▶ _やること_:
下のデータを全部、一字も変えずにそのまま書き出してください。画像は答えに入れないでください。
______
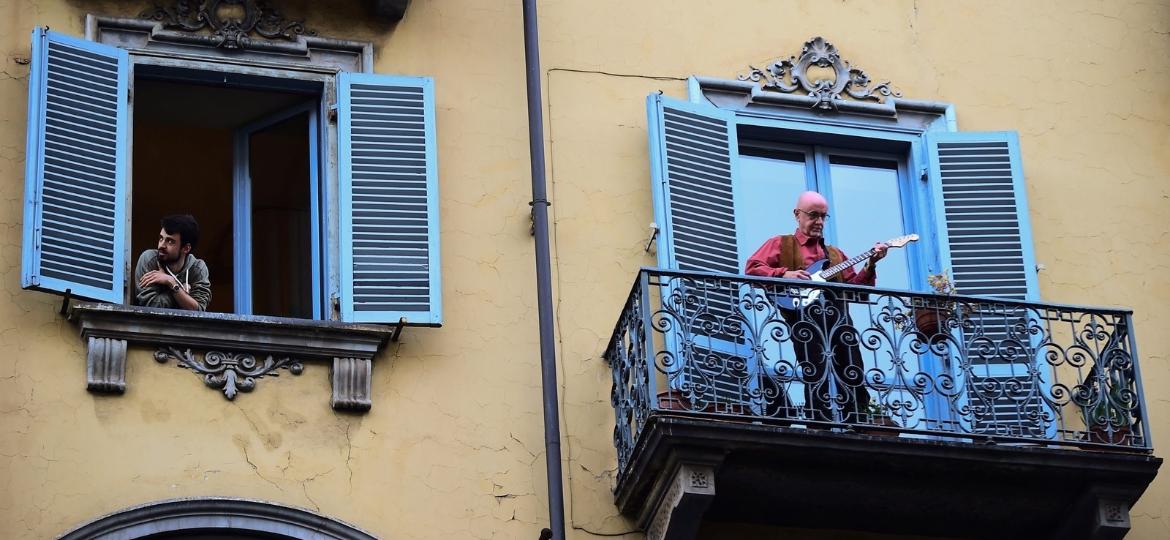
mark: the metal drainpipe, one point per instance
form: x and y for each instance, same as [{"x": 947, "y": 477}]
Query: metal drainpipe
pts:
[{"x": 543, "y": 274}]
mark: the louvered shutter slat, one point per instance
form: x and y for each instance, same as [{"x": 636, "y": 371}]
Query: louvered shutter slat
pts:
[
  {"x": 692, "y": 154},
  {"x": 75, "y": 178},
  {"x": 692, "y": 147},
  {"x": 390, "y": 222},
  {"x": 979, "y": 187}
]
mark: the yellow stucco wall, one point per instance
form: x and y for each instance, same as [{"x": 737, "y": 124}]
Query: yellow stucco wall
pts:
[{"x": 453, "y": 447}]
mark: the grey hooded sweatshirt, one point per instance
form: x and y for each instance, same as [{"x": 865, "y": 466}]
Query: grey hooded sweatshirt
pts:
[{"x": 193, "y": 275}]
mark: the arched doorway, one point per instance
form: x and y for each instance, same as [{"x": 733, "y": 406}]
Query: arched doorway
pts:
______
▶ _回答_:
mark: the metal drainpipe, one point per instance
form: x and y for each instance, same as [{"x": 947, "y": 477}]
Query: metal drainpipe
pts:
[{"x": 543, "y": 274}]
mark: the louvered shutter slat, one point per instance
form: x and y for each instance, same as [{"x": 636, "y": 371}]
Query: louvered shutter slat
pts:
[
  {"x": 692, "y": 154},
  {"x": 75, "y": 178},
  {"x": 692, "y": 147},
  {"x": 390, "y": 222},
  {"x": 979, "y": 187}
]
mark: the yellow stucco wall, one point per instance
form: x and y for each instance, same as [{"x": 737, "y": 124}]
Query: yellow stucco wall
pts:
[{"x": 453, "y": 447}]
mark: the grey hooded sweatshirt, one point per instance
form: x and y for each instance, same as [{"x": 865, "y": 466}]
Query: grey hooded sweatshirt
pts:
[{"x": 193, "y": 275}]
mark: the arched doorway, one point per instance
form: x and y for each instance, same as [{"x": 733, "y": 406}]
Query: arched doorway
pts:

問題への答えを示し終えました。